Gather every line of the rows below that contains the string "blue", and copy each one. Case counts.
** start of RECORDS PROVIDED **
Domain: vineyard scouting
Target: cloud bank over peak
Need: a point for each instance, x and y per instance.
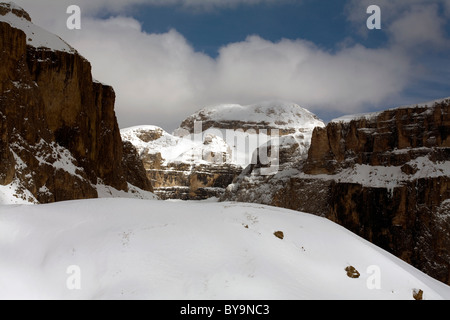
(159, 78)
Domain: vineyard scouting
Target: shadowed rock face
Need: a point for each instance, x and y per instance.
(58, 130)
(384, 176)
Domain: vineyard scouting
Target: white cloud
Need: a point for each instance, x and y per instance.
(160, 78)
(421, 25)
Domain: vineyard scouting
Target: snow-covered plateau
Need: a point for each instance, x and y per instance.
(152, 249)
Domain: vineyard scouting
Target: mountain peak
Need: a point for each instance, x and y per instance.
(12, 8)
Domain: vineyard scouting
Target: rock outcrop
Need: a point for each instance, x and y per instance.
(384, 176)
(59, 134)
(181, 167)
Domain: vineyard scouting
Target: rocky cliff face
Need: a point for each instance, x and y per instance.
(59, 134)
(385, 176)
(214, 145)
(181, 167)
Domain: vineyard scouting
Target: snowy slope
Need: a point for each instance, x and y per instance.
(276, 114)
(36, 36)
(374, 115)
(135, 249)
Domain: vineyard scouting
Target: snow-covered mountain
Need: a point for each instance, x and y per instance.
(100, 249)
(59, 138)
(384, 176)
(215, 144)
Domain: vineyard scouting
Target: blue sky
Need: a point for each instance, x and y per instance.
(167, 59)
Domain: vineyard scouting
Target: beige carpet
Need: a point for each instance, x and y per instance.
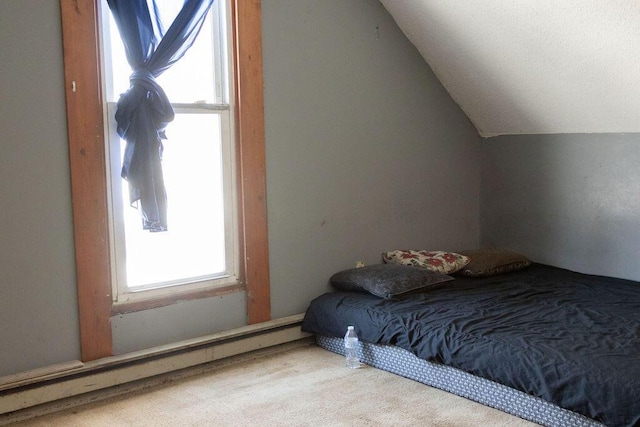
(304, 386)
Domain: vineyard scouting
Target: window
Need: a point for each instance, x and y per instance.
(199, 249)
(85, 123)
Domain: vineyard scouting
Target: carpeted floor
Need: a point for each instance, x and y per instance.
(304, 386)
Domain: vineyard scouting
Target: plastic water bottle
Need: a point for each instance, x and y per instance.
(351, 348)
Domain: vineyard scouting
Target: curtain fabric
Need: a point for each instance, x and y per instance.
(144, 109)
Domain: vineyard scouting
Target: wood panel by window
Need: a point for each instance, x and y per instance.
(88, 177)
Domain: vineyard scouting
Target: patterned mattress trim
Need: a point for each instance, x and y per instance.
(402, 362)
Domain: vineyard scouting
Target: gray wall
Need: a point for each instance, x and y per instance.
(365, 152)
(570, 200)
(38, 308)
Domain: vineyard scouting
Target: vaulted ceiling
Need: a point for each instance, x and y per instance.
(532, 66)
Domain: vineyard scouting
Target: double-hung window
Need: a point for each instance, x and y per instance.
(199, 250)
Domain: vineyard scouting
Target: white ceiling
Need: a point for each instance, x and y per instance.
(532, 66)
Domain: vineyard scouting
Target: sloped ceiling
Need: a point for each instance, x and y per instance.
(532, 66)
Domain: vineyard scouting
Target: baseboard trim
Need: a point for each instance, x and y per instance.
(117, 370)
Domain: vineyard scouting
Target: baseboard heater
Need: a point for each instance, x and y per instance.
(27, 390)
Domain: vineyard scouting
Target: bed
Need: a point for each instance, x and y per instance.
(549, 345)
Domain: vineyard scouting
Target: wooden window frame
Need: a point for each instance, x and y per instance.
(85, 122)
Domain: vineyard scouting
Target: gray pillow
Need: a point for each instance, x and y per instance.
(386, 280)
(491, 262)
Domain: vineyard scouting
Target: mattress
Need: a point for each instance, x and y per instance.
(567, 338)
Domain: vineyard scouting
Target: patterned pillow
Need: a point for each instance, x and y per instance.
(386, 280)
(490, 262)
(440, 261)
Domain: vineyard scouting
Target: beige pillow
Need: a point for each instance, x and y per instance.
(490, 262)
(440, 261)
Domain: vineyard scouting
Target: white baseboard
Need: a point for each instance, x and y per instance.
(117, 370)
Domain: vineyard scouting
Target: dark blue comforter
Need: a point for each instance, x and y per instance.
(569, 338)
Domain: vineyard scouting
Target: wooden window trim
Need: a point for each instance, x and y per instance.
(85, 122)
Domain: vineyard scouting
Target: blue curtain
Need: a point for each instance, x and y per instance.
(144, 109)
** end of RECORDS PROVIDED **
THE SOLUTION:
Target: blue sky
Target: dark blue comforter
Target: blue curtain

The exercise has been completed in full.